Each Borrower's representations and warranties contained in this
Agreement and the other Loan Documents shall be correct and
complete; each Borrower shall have performed and complied with
all covenants, agreements, and conditions contained herein and in
the other Loan Documents which are required to have been
performed or complied with.

               (b)  Delivery of Documents.  Each Borrower shall
have delivered, or caused to be delivered, to the Lender such
documents, instruments and agreements as the Lender shall request
in connection herewith, duly executed by all parties thereto
other than the Lender, and in form and substance satisfactory to
the Lender and its counsel.

               (c)  Termination of Existing Debt and Liens.  All
indebtedness under and in connection with that certain Revolving
Credit and Guaranty Agreement, dated as of December 10, 1996,
between the Borrowers and the Prior Lenders, and that certain
International Foreign Exchange Agreement, dated as of December
10, 1996, between Pentech and one or more of the Prior Lenders,
and all Liens thereunder or otherwise on the Property of each
Borrower and its Subsidiaries, except Permitted Liens, shall have
been satisfied and terminated.

* [MATERIAL SHOWN]:
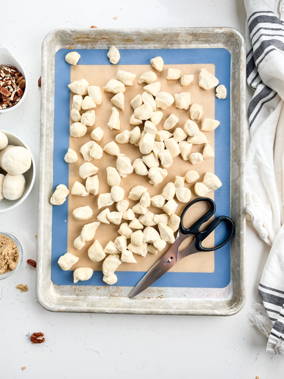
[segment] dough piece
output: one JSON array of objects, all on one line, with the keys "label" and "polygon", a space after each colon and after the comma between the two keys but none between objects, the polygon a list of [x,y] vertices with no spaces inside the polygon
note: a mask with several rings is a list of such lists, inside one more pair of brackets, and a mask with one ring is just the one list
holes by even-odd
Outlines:
[{"label": "dough piece", "polygon": [[[177,206],[177,204],[176,205]],[[174,212],[172,213],[173,213]],[[163,222],[160,222],[158,224],[158,228],[159,228],[159,230],[160,232],[160,235],[162,239],[164,240],[166,242],[169,242],[169,243],[173,243],[175,238],[173,235],[173,230],[172,228],[170,228],[169,226],[168,226],[167,225],[166,225],[165,224],[164,224]],[[158,248],[154,242],[154,246],[155,247]]]},{"label": "dough piece", "polygon": [[197,182],[194,186],[194,192],[197,196],[205,196],[209,192],[208,187],[203,183]]},{"label": "dough piece", "polygon": [[[171,199],[167,201],[164,206],[163,207],[163,210],[167,215],[169,215],[169,216],[170,216],[172,213],[175,213],[177,208],[178,204],[173,199]],[[161,237],[162,237],[162,238],[163,238],[162,236],[161,236]],[[165,240],[165,238],[163,238],[163,239]],[[165,240],[165,241],[166,240]]]},{"label": "dough piece", "polygon": [[73,211],[73,217],[75,220],[88,220],[93,215],[93,211],[89,205],[85,207],[79,207],[76,208]]},{"label": "dough piece", "polygon": [[192,120],[200,120],[202,117],[203,110],[200,104],[194,103],[189,110],[189,114]]},{"label": "dough piece", "polygon": [[184,179],[188,183],[193,183],[199,179],[199,174],[194,170],[188,171],[184,175]]},{"label": "dough piece", "polygon": [[106,217],[109,221],[115,225],[119,225],[122,218],[122,212],[109,212],[107,213]]},{"label": "dough piece", "polygon": [[200,87],[204,89],[211,89],[218,83],[219,80],[217,78],[208,72],[206,69],[202,69],[199,74],[198,85]]},{"label": "dough piece", "polygon": [[115,95],[111,99],[111,101],[118,108],[124,110],[124,102],[125,100],[125,97],[123,92],[119,92],[118,94]]},{"label": "dough piece", "polygon": [[123,222],[117,230],[117,232],[121,235],[125,236],[128,239],[130,238],[130,236],[133,232],[128,226],[127,222]]},{"label": "dough piece", "polygon": [[116,169],[110,166],[106,168],[106,180],[111,187],[119,185],[121,178]]},{"label": "dough piece", "polygon": [[143,232],[142,230],[136,230],[130,236],[130,241],[131,243],[134,245],[136,245],[136,246],[142,246],[143,243]]},{"label": "dough piece", "polygon": [[194,78],[193,75],[184,75],[181,79],[181,85],[188,86],[193,81]]},{"label": "dough piece", "polygon": [[198,125],[192,120],[187,120],[183,127],[183,130],[189,137],[193,137],[199,134]]},{"label": "dough piece", "polygon": [[97,86],[89,86],[88,87],[88,95],[97,105],[101,104],[103,98],[101,89]]},{"label": "dough piece", "polygon": [[205,118],[201,123],[201,130],[205,132],[211,132],[216,129],[220,125],[220,122],[217,120]]},{"label": "dough piece", "polygon": [[78,122],[81,119],[81,115],[78,109],[72,108],[70,112],[71,119],[75,122]]},{"label": "dough piece", "polygon": [[85,197],[89,196],[90,194],[86,189],[86,187],[82,183],[79,182],[75,182],[71,188],[71,195],[74,196],[81,196]]},{"label": "dough piece", "polygon": [[82,109],[83,97],[81,95],[74,95],[72,101],[72,108],[80,111]]},{"label": "dough piece", "polygon": [[139,120],[148,120],[153,114],[153,108],[148,103],[145,103],[134,110],[134,116]]},{"label": "dough piece", "polygon": [[97,240],[88,249],[88,256],[93,262],[100,262],[105,258],[103,248]]},{"label": "dough piece", "polygon": [[106,208],[101,212],[100,212],[97,216],[97,218],[99,221],[100,221],[104,224],[109,224],[109,221],[108,218],[108,213],[109,213],[111,211],[109,208]]},{"label": "dough piece", "polygon": [[73,282],[76,283],[79,280],[87,280],[93,275],[92,269],[89,267],[80,267],[76,268],[73,273]]},{"label": "dough piece", "polygon": [[74,122],[70,125],[70,135],[72,137],[83,137],[87,133],[87,127],[81,122]]},{"label": "dough piece", "polygon": [[204,143],[208,143],[206,136],[202,132],[200,132],[198,134],[193,137],[189,137],[187,138],[187,142],[196,145],[202,145]]},{"label": "dough piece", "polygon": [[133,86],[133,80],[136,78],[135,74],[131,74],[122,70],[119,70],[116,75],[118,80],[122,81],[126,86]]},{"label": "dough piece", "polygon": [[115,46],[111,46],[106,55],[109,60],[109,61],[113,64],[116,64],[120,59],[119,52]]},{"label": "dough piece", "polygon": [[175,106],[179,109],[187,111],[191,104],[191,96],[189,92],[182,92],[174,95]]},{"label": "dough piece", "polygon": [[148,169],[141,158],[136,158],[132,165],[135,172],[138,175],[148,175]]},{"label": "dough piece", "polygon": [[166,149],[170,150],[173,158],[177,157],[180,153],[181,150],[178,144],[173,138],[167,138],[164,141]]},{"label": "dough piece", "polygon": [[116,160],[116,168],[123,178],[126,178],[129,174],[133,172],[134,170],[128,157],[118,157]]},{"label": "dough piece", "polygon": [[160,167],[151,167],[149,170],[148,177],[150,184],[156,186],[161,183],[168,175],[168,172],[165,169]]},{"label": "dough piece", "polygon": [[216,88],[216,97],[218,99],[226,99],[227,97],[227,90],[223,84]]},{"label": "dough piece", "polygon": [[192,147],[192,143],[189,143],[186,141],[180,141],[178,143],[178,147],[180,149],[183,159],[184,161],[188,161]]},{"label": "dough piece", "polygon": [[200,153],[192,153],[189,157],[189,160],[193,164],[197,164],[204,160]]},{"label": "dough piece", "polygon": [[103,274],[106,276],[110,276],[121,264],[119,256],[117,254],[108,255],[103,262]]},{"label": "dough piece", "polygon": [[214,158],[215,156],[215,155],[212,148],[209,143],[206,144],[202,153],[203,159],[210,159],[210,158]]},{"label": "dough piece", "polygon": [[186,187],[177,188],[176,196],[178,201],[181,203],[188,203],[191,198],[191,191]]},{"label": "dough piece", "polygon": [[111,190],[111,195],[114,201],[120,201],[124,197],[124,190],[119,186],[113,186]]},{"label": "dough piece", "polygon": [[72,51],[65,55],[65,60],[69,64],[75,66],[81,57],[81,56],[76,51]]},{"label": "dough piece", "polygon": [[92,100],[90,96],[87,95],[84,98],[82,102],[82,109],[84,110],[91,109],[91,108],[95,108],[97,105]]},{"label": "dough piece", "polygon": [[97,195],[98,193],[99,182],[97,175],[89,176],[86,180],[86,190],[92,195]]},{"label": "dough piece", "polygon": [[151,84],[156,81],[157,80],[157,75],[153,71],[147,71],[144,72],[139,78],[138,80],[138,84],[142,83],[147,83],[147,84]]},{"label": "dough piece", "polygon": [[119,92],[125,92],[125,86],[119,80],[115,79],[111,79],[103,88],[106,92],[110,92],[112,94],[118,94]]},{"label": "dough piece", "polygon": [[77,263],[79,257],[73,255],[71,253],[65,253],[59,257],[57,263],[62,270],[67,271],[70,270],[73,265]]},{"label": "dough piece", "polygon": [[116,155],[116,157],[122,157],[124,155],[119,152],[119,146],[117,145],[114,141],[111,141],[107,143],[103,150],[110,155]]},{"label": "dough piece", "polygon": [[165,130],[169,130],[175,126],[178,122],[178,117],[172,113],[165,121],[163,128]]},{"label": "dough piece", "polygon": [[103,130],[99,126],[94,129],[91,133],[91,138],[94,141],[97,141],[97,142],[101,141],[103,136]]},{"label": "dough piece", "polygon": [[170,150],[167,149],[159,152],[159,157],[161,161],[161,164],[163,167],[167,168],[173,164],[173,157],[170,152]]},{"label": "dough piece", "polygon": [[[6,175],[6,176],[7,175]],[[9,179],[9,177],[8,179]],[[3,183],[3,194],[4,197],[7,199],[7,197],[6,197],[5,196],[5,194],[4,194],[4,183],[5,182],[5,180],[4,180],[4,182]],[[59,185],[57,186],[56,188],[56,190],[55,190],[54,192],[53,192],[53,194],[52,195],[51,199],[50,199],[50,203],[53,205],[61,205],[62,204],[63,204],[64,201],[66,200],[66,198],[69,194],[69,190],[68,190],[66,186],[64,184],[59,184]],[[21,195],[21,196],[22,196],[22,195]],[[15,200],[15,199],[14,199],[14,200]]]},{"label": "dough piece", "polygon": [[83,179],[94,175],[98,172],[98,168],[89,162],[86,162],[81,164],[79,168],[79,174]]},{"label": "dough piece", "polygon": [[[87,88],[89,83],[84,79],[81,79],[80,80],[75,80],[74,81],[68,85],[68,87],[70,91],[77,95],[81,95],[81,96],[85,96],[88,93]],[[75,107],[72,106],[72,108]]]},{"label": "dough piece", "polygon": [[159,108],[164,110],[170,106],[175,101],[173,97],[167,92],[159,92],[157,94],[155,102]]},{"label": "dough piece", "polygon": [[135,97],[133,97],[130,102],[130,105],[133,109],[136,109],[140,105],[142,105],[143,103],[142,97],[140,94],[136,95]]},{"label": "dough piece", "polygon": [[222,182],[217,175],[212,172],[206,172],[202,183],[209,188],[209,191],[215,191],[222,185]]},{"label": "dough piece", "polygon": [[169,182],[164,187],[162,194],[166,200],[173,199],[176,193],[176,186],[172,182]]},{"label": "dough piece", "polygon": [[161,72],[164,67],[164,61],[161,56],[155,56],[150,61],[153,67],[158,72]]},{"label": "dough piece", "polygon": [[88,112],[85,112],[81,116],[81,124],[83,124],[83,125],[86,125],[86,126],[92,126],[95,124],[95,120],[96,114],[95,111],[89,111]]},{"label": "dough piece", "polygon": [[181,77],[181,70],[179,69],[168,69],[168,73],[166,79],[168,80],[175,80]]},{"label": "dough piece", "polygon": [[20,175],[27,171],[31,165],[31,153],[25,147],[14,146],[4,153],[2,157],[1,165],[8,174]]}]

* [PROMPT 1]: Return everything from "Each Borrower's representations" down to "and its counsel." in the loan agreement passage.
* [PROMPT 2]: According to the loan agreement passage, what is the date of the Revolving Credit and Guaranty Agreement between the Borrowers and the Prior Lenders?

* [WORKED SOLUTION 1]:
Each Borrower's representations and warranties contained in this
Agreement and the other Loan Documents shall be correct and
complete; each Borrower shall have performed and complied with
all covenants, agreements, and conditions contained herein and in
the other Loan Documents which are required to have been
performed or complied with.

               (b)  Delivery of Documents.  Each Borrower shall
have delivered, or caused to be delivered, to the Lender such
documents, instruments and agreements as the Lender shall request
in connection herewith, duly executed by all parties thereto
other than the Lender, and in form and substance satisfactory to
the Lender and its counsel.

* [WORKED SOLUTION 2]: December 10, 1996